### Text passage
Content starts

Thread Rating:
  • 0 Vote(s) - 0 Average
  • 1
  • 2
  • 3
  • 4
  • 5
Compiler dead space is it all the same ?
#1
And what the hell is compiler dead space, you may ask.

People who write compilers have a habit of being lazy, very lazy.  The coding part (your executable) will be the same from computer to computer.  This is true as long as the compilers are the same version.  So code from one computer coding will have the same SHA hash value as the next.  What will change is data and string areas.  The same areas which contain uninitialized memory for storage.  A dumb compiler will just assign the space.  Which shows up as a random segment of the compiling computers memory.  Looking at the EXE code in RAW mode may show some interesting information.  A smart compiler will zero out all data and string areas before sending it to the linker/exe module.

So is QB64pe using a smart or dumb compiler/linker ?  The reason I am asking is "If I send someone source code and a SHA of the resulting EXE."  I can determine if compilers are the same version on my computer and his/her computer.  Thus resolving compiler issues before they become a problem.  AKA: They said they were up to date, only to find they are 3 versions behind.

Thanks.
Nobody here may have an answer.  This a very inside question about the GCC compiler QB64pe is using.
Reply
#2
I know you can spot a QB64 exe from another exe but not sure you can get the version also?
b = b + ...
Reply
#3
(08-20-2023, 11:08 AM)bplus Wrote: I know you can spot a QB64 exe from another exe but not sure you can get the version also?

Version is not really the problem.
The following is not a thing anymore.  Long ago to infect an exe the virus code was tacked on the end and redirect the start point.  Antivirus could detect larger file than normal.  Next infect point was to use the compiler's dead space in the EXE and jump in there.  To kill that one, PXE packing was added to EXE files.  My problem still exists, the dead space after unpacking the PXE still holds the random data.  Which would change the SHA hash every time.

Content ends

### Supplied information

Content starts

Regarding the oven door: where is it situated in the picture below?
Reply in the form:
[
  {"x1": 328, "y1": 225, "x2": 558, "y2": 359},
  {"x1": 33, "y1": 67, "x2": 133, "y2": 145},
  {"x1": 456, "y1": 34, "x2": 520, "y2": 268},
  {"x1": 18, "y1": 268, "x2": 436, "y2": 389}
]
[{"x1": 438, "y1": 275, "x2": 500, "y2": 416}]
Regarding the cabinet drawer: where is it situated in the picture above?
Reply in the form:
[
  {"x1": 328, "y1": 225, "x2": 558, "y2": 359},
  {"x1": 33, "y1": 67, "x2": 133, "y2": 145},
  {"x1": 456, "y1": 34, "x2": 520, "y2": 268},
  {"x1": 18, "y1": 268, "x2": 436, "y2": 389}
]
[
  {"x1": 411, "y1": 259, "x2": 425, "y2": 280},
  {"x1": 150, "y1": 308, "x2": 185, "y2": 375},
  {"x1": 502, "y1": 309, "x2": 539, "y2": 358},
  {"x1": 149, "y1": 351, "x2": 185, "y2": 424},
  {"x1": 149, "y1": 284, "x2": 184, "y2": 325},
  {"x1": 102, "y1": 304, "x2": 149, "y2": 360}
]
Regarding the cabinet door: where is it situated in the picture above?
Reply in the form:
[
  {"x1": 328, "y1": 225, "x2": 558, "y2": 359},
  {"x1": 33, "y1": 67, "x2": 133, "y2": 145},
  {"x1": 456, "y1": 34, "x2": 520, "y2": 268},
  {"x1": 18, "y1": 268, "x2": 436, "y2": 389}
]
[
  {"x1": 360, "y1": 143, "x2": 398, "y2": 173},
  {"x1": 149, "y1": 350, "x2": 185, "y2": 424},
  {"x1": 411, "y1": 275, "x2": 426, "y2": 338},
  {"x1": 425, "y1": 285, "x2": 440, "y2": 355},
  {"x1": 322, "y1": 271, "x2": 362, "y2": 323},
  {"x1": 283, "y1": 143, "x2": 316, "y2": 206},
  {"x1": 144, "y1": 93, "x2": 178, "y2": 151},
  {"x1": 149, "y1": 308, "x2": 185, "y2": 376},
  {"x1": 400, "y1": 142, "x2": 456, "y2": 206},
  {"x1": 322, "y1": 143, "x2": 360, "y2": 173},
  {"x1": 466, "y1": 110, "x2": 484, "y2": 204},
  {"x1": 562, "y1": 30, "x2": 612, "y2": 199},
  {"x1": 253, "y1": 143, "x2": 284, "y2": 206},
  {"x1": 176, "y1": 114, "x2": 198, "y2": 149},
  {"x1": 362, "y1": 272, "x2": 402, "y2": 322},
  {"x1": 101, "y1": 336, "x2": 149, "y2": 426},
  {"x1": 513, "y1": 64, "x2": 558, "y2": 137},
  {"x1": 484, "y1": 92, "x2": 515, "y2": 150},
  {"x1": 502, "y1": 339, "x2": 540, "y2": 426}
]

Content ends

### Exercise set
(A) Output, verbatim, the portion of the compiler dead space thread that begins with the words containing "So is QB64pe" and ends with "QB64pe is using.".
(B) Write the next part of the forum thread on compiler dead space, picking up after its final sentence.

### Answer list
(A)
So is QB64pe using a smart or dumb compiler/linker ?  The reason I am asking is "If I send someone source code and a SHA of the resulting EXE."  I can determine if compilers are the same version on my computer and his/her computer.  Thus resolving compiler issues before they become a problem.  AKA: They said they were up to date, only to find they are 3 versions behind.

Thanks.
Nobody here may have an answer.  This a very inside question about the GCC compiler QB64pe is using.

(B)
Unless you are really into open source fully.  Being sure the open code compiles like the original writer's code is hard.  That's one of the reasons original coders will only publish the exe and hash today.  A prefect problem with that is glaringly evident in the "BEST" sorter program out there.  QSORT!  Nobody has the original code at all.  The author took it to the grave.

IMHO, qsort will see no more improvements, even running in windows is a DOS emulation requirement.  QB64pe will not suffer the death like qsort did.  Because wise men chose open source.
Reply
#4
Oh Qsort wasn't a sorting routine  Confused

Well that's why we share bas code to compile ourselves.

And if you want to keep secrets don't make public posts at forums.
b = b + ...
Reply
#5
(08-20-2023, 09:10 AM)doppler Wrote: And what the hell is compiler dead space, you may ask.

People who write compilers have a habit of being lazy, very lazy.  The coding part (your executable) will be the same from computer to computer.  This is true as long as the compilers are the same version.  So code from one computer coding will have the same SHA hash value as the next.  What will change is data and string areas.  The same areas which contain uninitialized memory for storage.  A dumb compiler will just assign the space.  Which shows up as a random segment of the compiling computers memory.  Looking at the EXE code in RAW mode may show some interesting information.  A smart compiler will zero out all data and string areas before sending it to the linker/exe module.

So is QB64pe using a smart or dumb compiler/linker ?  The reason I am asking is "If I send someone source code and a SHA of the resulting EXE."  I can determine if compilers are the same version on my computer and his/her computer.  Thus resolving compiler issues before they become a problem.  AKA: They said they were up to date, only to find they are 3 versions behind.

Thanks.
Nobody here may have an answer.  This a very inside question about the GCC compiler QB64pe is using.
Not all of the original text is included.